Top of Data excerpts
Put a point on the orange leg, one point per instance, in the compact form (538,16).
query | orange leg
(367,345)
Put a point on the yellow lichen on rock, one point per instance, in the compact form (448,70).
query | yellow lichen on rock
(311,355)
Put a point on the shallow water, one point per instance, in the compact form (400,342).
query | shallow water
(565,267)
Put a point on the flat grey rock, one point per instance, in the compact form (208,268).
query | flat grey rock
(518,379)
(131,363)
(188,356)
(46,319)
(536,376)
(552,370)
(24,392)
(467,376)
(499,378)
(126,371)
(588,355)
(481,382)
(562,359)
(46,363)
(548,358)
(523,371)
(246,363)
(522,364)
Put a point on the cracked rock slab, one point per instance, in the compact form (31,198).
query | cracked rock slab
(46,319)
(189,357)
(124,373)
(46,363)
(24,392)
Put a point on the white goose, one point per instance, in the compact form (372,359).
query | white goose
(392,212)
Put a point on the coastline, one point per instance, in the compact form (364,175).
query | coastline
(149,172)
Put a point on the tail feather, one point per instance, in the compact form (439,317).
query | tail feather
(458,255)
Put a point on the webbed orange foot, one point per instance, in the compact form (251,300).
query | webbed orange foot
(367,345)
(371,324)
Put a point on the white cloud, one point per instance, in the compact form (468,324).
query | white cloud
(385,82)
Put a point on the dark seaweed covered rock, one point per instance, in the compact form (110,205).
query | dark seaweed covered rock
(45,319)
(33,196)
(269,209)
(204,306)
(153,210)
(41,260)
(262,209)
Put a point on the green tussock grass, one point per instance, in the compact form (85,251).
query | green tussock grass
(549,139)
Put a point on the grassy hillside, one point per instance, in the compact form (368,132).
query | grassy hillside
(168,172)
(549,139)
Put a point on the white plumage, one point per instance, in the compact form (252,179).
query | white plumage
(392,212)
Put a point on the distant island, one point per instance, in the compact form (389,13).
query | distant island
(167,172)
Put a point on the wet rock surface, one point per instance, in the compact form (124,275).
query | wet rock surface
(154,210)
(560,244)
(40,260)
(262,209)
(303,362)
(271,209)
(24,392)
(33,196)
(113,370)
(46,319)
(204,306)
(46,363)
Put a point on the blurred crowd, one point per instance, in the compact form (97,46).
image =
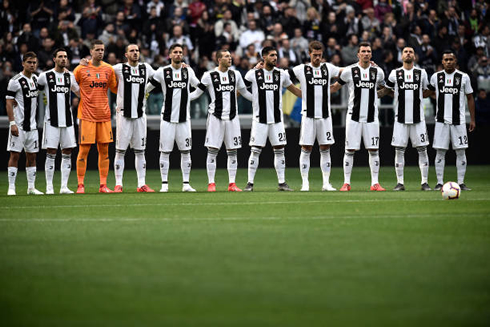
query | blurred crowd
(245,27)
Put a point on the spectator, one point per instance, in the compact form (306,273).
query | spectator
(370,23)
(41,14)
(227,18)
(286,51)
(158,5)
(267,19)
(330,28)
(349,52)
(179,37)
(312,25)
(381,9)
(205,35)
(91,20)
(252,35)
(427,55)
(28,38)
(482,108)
Bottom of Data excerpts
Top of Data excerpts
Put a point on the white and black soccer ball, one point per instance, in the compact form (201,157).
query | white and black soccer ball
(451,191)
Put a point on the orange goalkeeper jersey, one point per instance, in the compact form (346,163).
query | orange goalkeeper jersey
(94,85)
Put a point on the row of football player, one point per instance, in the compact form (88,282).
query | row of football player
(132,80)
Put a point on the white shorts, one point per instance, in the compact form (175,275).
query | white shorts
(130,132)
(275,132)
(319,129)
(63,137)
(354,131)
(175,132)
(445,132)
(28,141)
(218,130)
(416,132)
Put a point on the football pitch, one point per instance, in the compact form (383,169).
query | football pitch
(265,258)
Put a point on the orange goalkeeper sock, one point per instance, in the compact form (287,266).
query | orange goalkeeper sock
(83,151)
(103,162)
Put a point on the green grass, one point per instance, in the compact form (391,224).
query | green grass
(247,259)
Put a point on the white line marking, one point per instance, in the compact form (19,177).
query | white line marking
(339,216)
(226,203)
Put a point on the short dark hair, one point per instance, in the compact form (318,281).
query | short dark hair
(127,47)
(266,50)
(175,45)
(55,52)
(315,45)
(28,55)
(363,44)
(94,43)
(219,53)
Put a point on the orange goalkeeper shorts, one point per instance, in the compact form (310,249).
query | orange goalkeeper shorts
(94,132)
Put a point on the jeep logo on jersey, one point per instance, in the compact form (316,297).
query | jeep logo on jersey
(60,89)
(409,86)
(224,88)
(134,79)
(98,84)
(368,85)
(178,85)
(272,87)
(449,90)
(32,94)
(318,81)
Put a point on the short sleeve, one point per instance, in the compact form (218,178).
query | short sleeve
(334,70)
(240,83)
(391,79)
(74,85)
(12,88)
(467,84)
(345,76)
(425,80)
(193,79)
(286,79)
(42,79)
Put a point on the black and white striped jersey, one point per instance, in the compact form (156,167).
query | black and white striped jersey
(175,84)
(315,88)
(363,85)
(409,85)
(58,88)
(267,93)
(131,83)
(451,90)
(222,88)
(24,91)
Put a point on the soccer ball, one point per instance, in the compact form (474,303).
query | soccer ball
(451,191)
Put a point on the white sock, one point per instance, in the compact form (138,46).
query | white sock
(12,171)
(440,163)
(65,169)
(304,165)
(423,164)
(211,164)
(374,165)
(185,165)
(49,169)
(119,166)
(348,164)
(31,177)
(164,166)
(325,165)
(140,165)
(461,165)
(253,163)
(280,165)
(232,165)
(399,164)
Bottom of Data excerpts
Top of Data excerpts
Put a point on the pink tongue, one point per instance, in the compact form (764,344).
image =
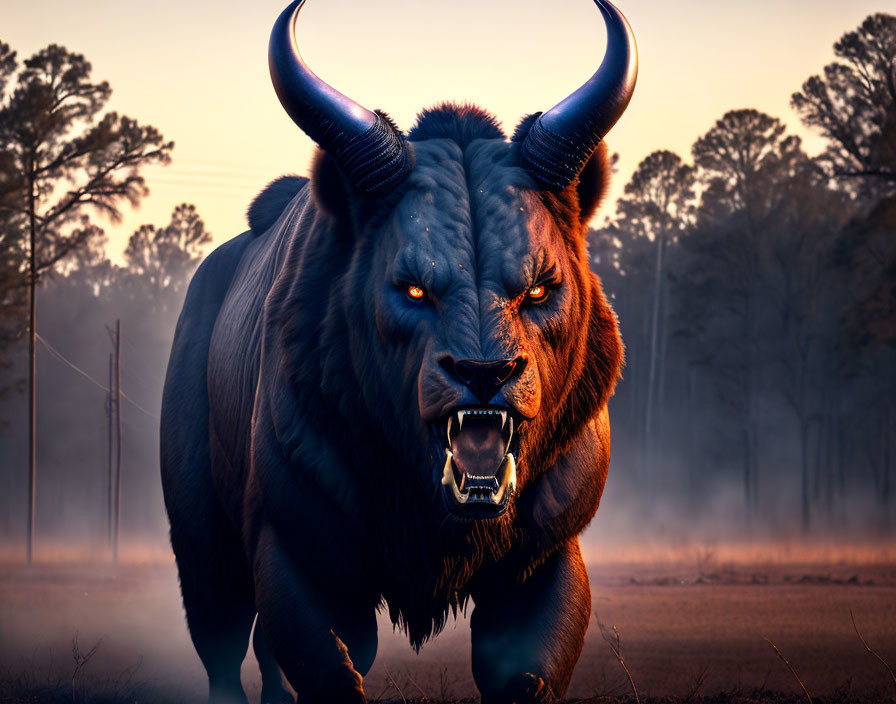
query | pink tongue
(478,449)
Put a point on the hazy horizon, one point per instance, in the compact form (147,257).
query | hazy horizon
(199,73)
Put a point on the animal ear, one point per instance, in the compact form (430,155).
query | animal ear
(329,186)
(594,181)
Bottom of Data excerpts
Description of the task — For this exercise, please output exactly the lines above starting at the line with "Put a point on the orange leg, one" and ending at the line with "Put a point on the tail", ends included.

The answer —
Put a point on the orange leg, one point per instance, in the compact form (538,16).
query | orange leg
(367,345)
Put a point on the yellow lichen on rock, one point per instance, in the compact form (448,70).
query | yellow lichen on rock
(311,355)
Put a point on the shallow water, one point per instance, in the compact form (400,342).
query | shallow water
(565,267)
Put a point on the flat grey rock, one point per instance, in the compact form (208,268).
query | flat grey rock
(518,379)
(131,363)
(188,356)
(46,319)
(536,376)
(552,370)
(24,392)
(467,376)
(499,378)
(126,371)
(588,355)
(481,382)
(562,359)
(46,363)
(548,358)
(523,371)
(246,363)
(522,364)
Put a point on the cracked rock slab, one point per instance, in the compact form (31,198).
query | cracked rock slab
(46,319)
(189,357)
(124,373)
(46,363)
(24,392)
Put a point on the white goose, one point per instance, in the compact form (372,359).
query | white goose
(392,212)
Put a point on the coastline, one point per instance, in the compact form (364,175).
query | coastline
(149,172)
Put a point on the tail feather, one point per instance, in the compact form (439,317).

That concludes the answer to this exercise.